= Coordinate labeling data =
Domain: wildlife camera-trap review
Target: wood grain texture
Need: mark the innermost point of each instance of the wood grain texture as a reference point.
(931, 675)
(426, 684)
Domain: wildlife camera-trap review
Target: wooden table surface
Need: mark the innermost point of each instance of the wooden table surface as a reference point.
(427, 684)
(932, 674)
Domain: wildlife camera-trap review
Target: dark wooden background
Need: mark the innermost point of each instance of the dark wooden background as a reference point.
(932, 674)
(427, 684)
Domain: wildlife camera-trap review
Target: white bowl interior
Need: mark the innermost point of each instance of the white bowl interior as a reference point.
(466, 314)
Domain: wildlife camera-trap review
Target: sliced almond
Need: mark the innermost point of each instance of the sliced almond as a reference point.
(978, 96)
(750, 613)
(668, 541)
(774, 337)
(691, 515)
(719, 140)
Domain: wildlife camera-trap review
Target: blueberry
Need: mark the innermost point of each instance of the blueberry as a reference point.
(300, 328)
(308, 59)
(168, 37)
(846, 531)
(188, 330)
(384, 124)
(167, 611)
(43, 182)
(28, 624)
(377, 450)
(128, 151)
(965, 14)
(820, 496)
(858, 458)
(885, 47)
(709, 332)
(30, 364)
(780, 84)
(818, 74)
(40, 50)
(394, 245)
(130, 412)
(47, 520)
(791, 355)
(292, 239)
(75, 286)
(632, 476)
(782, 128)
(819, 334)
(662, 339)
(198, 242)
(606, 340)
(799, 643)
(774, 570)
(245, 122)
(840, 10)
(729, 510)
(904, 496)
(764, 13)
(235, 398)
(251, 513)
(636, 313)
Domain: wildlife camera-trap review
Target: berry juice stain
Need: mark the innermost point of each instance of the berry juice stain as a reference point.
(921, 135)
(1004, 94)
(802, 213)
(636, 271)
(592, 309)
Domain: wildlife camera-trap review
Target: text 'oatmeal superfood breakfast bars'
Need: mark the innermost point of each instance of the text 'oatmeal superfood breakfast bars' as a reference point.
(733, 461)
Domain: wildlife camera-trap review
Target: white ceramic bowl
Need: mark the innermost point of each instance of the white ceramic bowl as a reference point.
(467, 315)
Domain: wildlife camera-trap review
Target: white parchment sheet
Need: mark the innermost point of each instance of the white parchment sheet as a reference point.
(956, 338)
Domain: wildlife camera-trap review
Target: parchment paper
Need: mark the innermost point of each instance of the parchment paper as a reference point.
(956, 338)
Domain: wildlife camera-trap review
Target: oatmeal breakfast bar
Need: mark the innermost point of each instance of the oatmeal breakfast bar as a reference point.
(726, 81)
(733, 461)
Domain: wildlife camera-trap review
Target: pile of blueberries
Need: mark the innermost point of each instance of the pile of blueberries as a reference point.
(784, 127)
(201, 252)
* * *
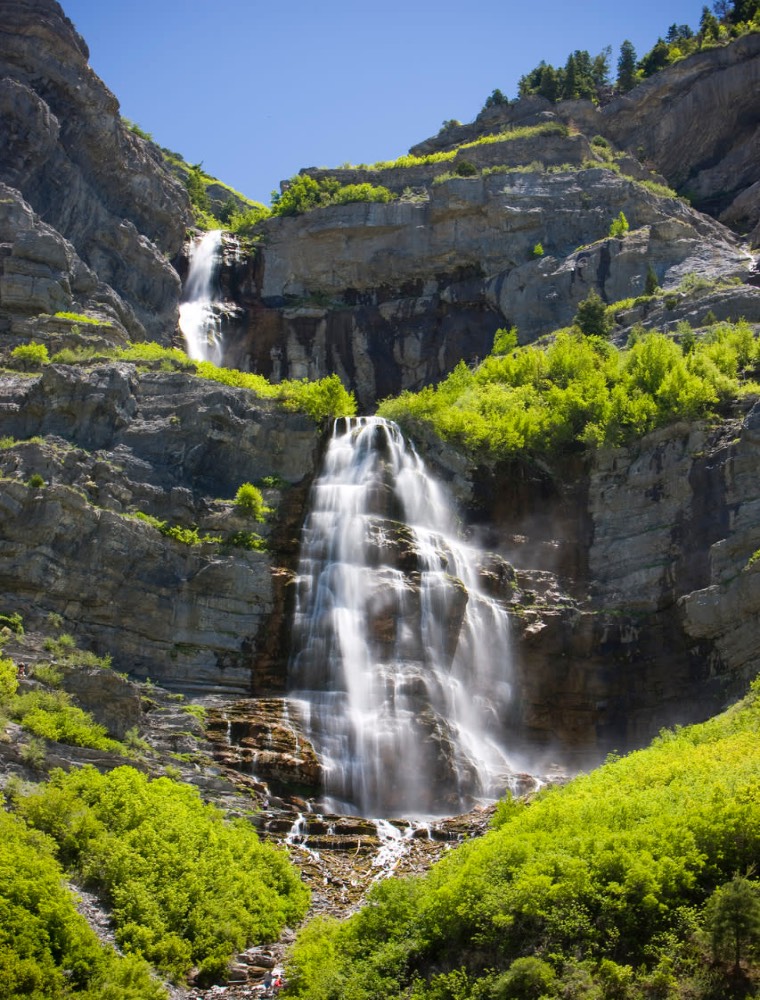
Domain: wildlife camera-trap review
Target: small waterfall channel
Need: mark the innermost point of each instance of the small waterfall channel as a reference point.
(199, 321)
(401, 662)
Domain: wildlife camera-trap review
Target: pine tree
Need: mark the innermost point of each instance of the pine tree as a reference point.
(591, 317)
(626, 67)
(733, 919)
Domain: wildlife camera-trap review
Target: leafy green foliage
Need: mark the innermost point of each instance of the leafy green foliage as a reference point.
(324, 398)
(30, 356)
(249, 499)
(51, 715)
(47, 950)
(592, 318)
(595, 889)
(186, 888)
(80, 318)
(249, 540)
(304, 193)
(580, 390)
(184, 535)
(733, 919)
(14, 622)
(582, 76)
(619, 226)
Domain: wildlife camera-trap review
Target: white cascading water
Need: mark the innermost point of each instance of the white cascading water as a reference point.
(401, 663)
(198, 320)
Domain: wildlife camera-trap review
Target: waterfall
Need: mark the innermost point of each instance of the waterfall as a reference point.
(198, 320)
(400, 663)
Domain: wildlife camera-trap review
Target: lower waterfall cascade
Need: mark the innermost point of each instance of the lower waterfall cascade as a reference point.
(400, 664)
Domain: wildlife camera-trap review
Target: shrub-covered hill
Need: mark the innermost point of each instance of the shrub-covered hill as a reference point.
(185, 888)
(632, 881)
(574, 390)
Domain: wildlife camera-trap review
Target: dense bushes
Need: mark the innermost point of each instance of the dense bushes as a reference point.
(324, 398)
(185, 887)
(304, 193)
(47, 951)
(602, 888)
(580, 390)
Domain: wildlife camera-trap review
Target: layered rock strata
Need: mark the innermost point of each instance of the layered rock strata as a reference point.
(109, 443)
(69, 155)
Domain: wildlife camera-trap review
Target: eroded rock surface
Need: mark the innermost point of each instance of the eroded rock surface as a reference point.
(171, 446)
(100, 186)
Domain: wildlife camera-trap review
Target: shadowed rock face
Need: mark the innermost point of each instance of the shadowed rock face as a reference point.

= WHAT TO WORK ON =
Display every line of the items above that contains the word "cascading".

= EXERCISE SOLUTION =
Target: white cascading water
Need: mark the innermost point of each instance of the white cascading water as a reference point.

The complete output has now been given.